§ TASK ITEM
Once the images are set aside, write out the rest of the records exactly.

(Image point grounding data)
- Opening Delimiter -
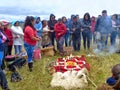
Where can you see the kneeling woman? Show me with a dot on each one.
(30, 39)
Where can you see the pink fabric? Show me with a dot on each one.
(4, 38)
(37, 54)
(73, 63)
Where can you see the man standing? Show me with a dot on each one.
(76, 35)
(60, 30)
(38, 27)
(103, 27)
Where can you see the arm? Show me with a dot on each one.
(17, 31)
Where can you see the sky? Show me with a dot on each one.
(19, 9)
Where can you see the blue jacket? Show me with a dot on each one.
(38, 27)
(104, 25)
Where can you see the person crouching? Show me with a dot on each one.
(60, 30)
(30, 39)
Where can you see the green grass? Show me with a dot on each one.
(40, 78)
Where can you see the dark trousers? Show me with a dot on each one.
(86, 39)
(60, 43)
(76, 42)
(52, 37)
(3, 80)
(9, 50)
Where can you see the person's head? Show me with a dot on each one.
(92, 18)
(15, 23)
(77, 17)
(114, 16)
(37, 19)
(116, 71)
(1, 26)
(86, 17)
(64, 19)
(59, 21)
(52, 17)
(104, 13)
(6, 24)
(74, 19)
(29, 21)
(44, 23)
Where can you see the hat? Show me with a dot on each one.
(104, 11)
(59, 19)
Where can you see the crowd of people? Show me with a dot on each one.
(37, 33)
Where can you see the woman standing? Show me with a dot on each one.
(64, 20)
(9, 35)
(17, 34)
(46, 41)
(86, 33)
(114, 30)
(60, 30)
(30, 38)
(3, 38)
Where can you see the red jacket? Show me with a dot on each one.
(60, 30)
(9, 36)
(28, 33)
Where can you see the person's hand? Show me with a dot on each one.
(73, 29)
(95, 33)
(59, 34)
(68, 29)
(51, 30)
(90, 27)
(82, 30)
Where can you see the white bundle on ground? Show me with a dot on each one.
(70, 79)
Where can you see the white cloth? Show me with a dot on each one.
(17, 34)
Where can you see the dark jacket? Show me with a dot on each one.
(77, 27)
(51, 23)
(104, 25)
(86, 25)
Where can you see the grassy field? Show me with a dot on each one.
(40, 78)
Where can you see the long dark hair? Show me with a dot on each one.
(28, 22)
(86, 14)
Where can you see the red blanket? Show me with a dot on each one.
(71, 63)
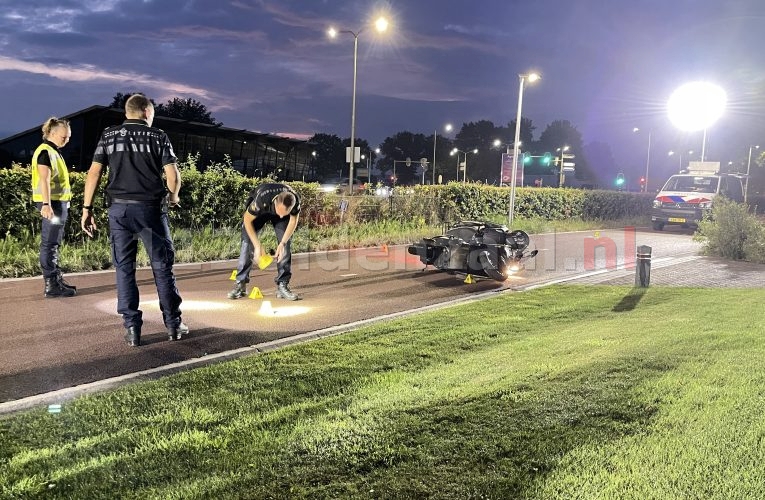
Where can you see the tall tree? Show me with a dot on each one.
(559, 134)
(479, 136)
(186, 109)
(330, 156)
(398, 148)
(602, 163)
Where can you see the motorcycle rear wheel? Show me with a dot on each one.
(492, 266)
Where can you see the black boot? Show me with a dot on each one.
(53, 288)
(133, 336)
(63, 283)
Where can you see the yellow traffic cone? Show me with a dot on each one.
(264, 261)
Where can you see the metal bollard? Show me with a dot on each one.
(643, 266)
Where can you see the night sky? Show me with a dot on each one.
(607, 66)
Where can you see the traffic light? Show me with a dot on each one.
(620, 180)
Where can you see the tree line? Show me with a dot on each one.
(488, 139)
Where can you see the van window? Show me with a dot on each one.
(731, 188)
(691, 183)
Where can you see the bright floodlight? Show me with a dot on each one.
(381, 24)
(696, 105)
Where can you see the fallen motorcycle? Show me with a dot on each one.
(481, 249)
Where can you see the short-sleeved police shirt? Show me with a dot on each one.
(135, 154)
(261, 201)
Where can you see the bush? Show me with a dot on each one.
(732, 232)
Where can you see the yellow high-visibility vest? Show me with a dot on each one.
(60, 190)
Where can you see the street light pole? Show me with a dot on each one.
(381, 24)
(748, 165)
(516, 145)
(647, 159)
(353, 112)
(448, 128)
(464, 164)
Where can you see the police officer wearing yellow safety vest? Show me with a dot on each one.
(51, 193)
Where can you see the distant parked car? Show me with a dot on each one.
(339, 185)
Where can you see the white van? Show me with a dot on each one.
(686, 197)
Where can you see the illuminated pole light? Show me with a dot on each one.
(381, 24)
(531, 77)
(697, 106)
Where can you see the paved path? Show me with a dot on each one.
(54, 349)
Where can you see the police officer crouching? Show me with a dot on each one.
(137, 155)
(278, 205)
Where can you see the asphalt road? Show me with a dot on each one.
(54, 344)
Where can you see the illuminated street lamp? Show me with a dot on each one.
(696, 106)
(380, 25)
(748, 165)
(531, 77)
(447, 128)
(647, 159)
(464, 164)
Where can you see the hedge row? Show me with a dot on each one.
(215, 198)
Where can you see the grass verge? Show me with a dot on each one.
(567, 391)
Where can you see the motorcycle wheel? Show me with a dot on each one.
(491, 265)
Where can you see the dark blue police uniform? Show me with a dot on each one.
(261, 204)
(136, 154)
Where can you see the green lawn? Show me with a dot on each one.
(561, 392)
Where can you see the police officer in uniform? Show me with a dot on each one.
(278, 205)
(51, 193)
(137, 154)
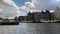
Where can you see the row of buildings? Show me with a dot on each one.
(47, 15)
(35, 16)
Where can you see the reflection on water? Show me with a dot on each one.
(31, 28)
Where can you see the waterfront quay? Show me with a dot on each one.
(31, 28)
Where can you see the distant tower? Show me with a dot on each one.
(57, 13)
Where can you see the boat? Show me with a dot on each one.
(9, 22)
(50, 21)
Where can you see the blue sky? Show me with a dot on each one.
(21, 2)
- Closing Delimiter -
§ SOLUTION
Where can you see the kneeling woman? Show me with a dot on each one.
(30, 39)
Where can you see the pink fabric? Show me with a dot on each one.
(4, 38)
(37, 54)
(73, 63)
Where can you see the man standing? Show me with a dot on each one.
(76, 35)
(60, 30)
(38, 27)
(103, 27)
Where can you see the arm? Show me with a dot on each one.
(17, 31)
Where can you see the sky? Show me with a dot on each one.
(19, 9)
Where can you see the blue jacket? Show me with a dot on each one.
(38, 27)
(104, 25)
Where can you see the person crouching? Show me with a dot on each one.
(60, 30)
(30, 39)
Where can you see the green grass? Show me with a dot on each one.
(40, 78)
Where can you see the dark trousers? Show me with a dot on each one.
(86, 39)
(60, 43)
(76, 42)
(52, 37)
(3, 80)
(9, 50)
Where can you see the person's head? Show me with a dot on each one.
(92, 18)
(15, 23)
(77, 17)
(114, 16)
(37, 19)
(116, 71)
(1, 26)
(86, 17)
(64, 19)
(59, 21)
(52, 17)
(104, 13)
(6, 24)
(74, 19)
(29, 21)
(44, 23)
Where can you see the hat? Show me with a dot on each one.
(104, 11)
(59, 19)
Where can you see the crowd of people? Show me with a dot on each one.
(37, 33)
Where can you see the woman standing? Show me with a dot on each one.
(64, 20)
(9, 35)
(17, 34)
(46, 41)
(86, 33)
(114, 30)
(60, 30)
(30, 38)
(3, 38)
Where can you see the red jacket? Show me with a dot on each one.
(60, 30)
(9, 36)
(28, 33)
Where can you see the person's hand? Show me with a dot on each one.
(73, 29)
(95, 33)
(59, 34)
(68, 29)
(51, 30)
(90, 27)
(82, 30)
Where can you see the white bundle on ground? Show me with a dot on each one.
(70, 79)
Where can you see the white cloth? Show me with a dot on each one.
(17, 34)
Where can you see the dark jacket? Show me with a dot on each one.
(77, 27)
(51, 23)
(104, 25)
(86, 25)
Where can you see the grassy field? Show me with a dot on each one.
(40, 78)
Where can you see the long dark hair? Show me with a dot on each one.
(28, 22)
(86, 14)
Where can you see the red blanket? Show me with a dot on each one.
(71, 63)
Where can you see the tall tree? Show me with a dot on each one.
(559, 134)
(479, 136)
(186, 109)
(330, 156)
(398, 148)
(602, 163)
Where can you see the motorcycle rear wheel? Show me with a dot on each one.
(492, 266)
Where can you see the black boot? Show me with a dot on each one.
(53, 288)
(133, 336)
(63, 283)
Where can you see the yellow traffic cone? Show me with a dot on each one.
(264, 261)
Where can you see the metal bollard? Show me with a dot on each one.
(643, 266)
Where can you see the night sky? Show me with a dot on each one.
(607, 66)
Where can you see the traffic light? Show me with a dot on each one.
(620, 180)
Where can you see the tree line? Show me with a dot on each one.
(488, 139)
Where can you see the van window? Show me with a dot on each one.
(731, 188)
(691, 183)
Where can you see the bright floodlight? Show me with a dot on each one.
(381, 24)
(696, 105)
Where can you see the fallen motorcycle? Show me with a dot on each one.
(481, 249)
Where can you see the short-sleeved police shirt? Show me with a dot on each one.
(135, 154)
(261, 201)
Where can you see the bush? Show me with a dot on each one.
(732, 232)
Where can you see the yellow high-visibility vest? Show me with a dot on each one.
(60, 190)
Where can you see the street light pole? Show me with a dot on each one.
(381, 24)
(748, 165)
(516, 145)
(647, 159)
(353, 112)
(448, 128)
(464, 164)
Where can you see the police officer wearing yellow safety vest? Show me with a dot on each one.
(51, 193)
Where can you see the distant parked car? Show me with a dot on each one.
(339, 185)
Where can you see the white van? Show me with a dot on each one.
(686, 197)
Where can you see the illuminated pole light? Show me with a dot on each one.
(381, 24)
(531, 77)
(697, 106)
Where can you see the paved path? Show me with a dot on each one.
(54, 349)
Where can you see the police officer crouching? Show me with a dot on each one.
(137, 155)
(278, 205)
Where can you see the asphalt road? Show me with a dot on each one.
(54, 344)
Where can you see the illuminated street lamp? Show me with a dot on each one.
(696, 106)
(380, 25)
(748, 165)
(531, 77)
(447, 128)
(647, 159)
(464, 164)
Where can you see the hedge row? Show me with a dot on each one.
(215, 198)
Where can you see the grass verge? Show me with a dot on each one.
(567, 391)
Where can you see the motorcycle wheel? Show me with a dot on each one.
(491, 265)
Where can you see the dark blue police uniform? Show me with a dot on each one.
(261, 204)
(136, 154)
Where can you see the green lawn? Show me with a dot on each one.
(561, 392)
Where can you see the police officer in uniform? Show me with a dot on each one.
(278, 205)
(51, 193)
(137, 154)
Where can you see the row of buildings? Show me with a dot on each one.
(47, 15)
(35, 16)
Where can you see the reflection on water? Show me with a dot on each one.
(31, 28)
Where can you see the waterfront quay? Show me with a dot on each one.
(31, 28)
Where can you see the distant tower? Show me with a dot on each one.
(57, 13)
Where can you see the boat? Show me with a dot on each one.
(9, 22)
(50, 21)
Where can you see the blue sky? Show me with a dot on each one.
(21, 2)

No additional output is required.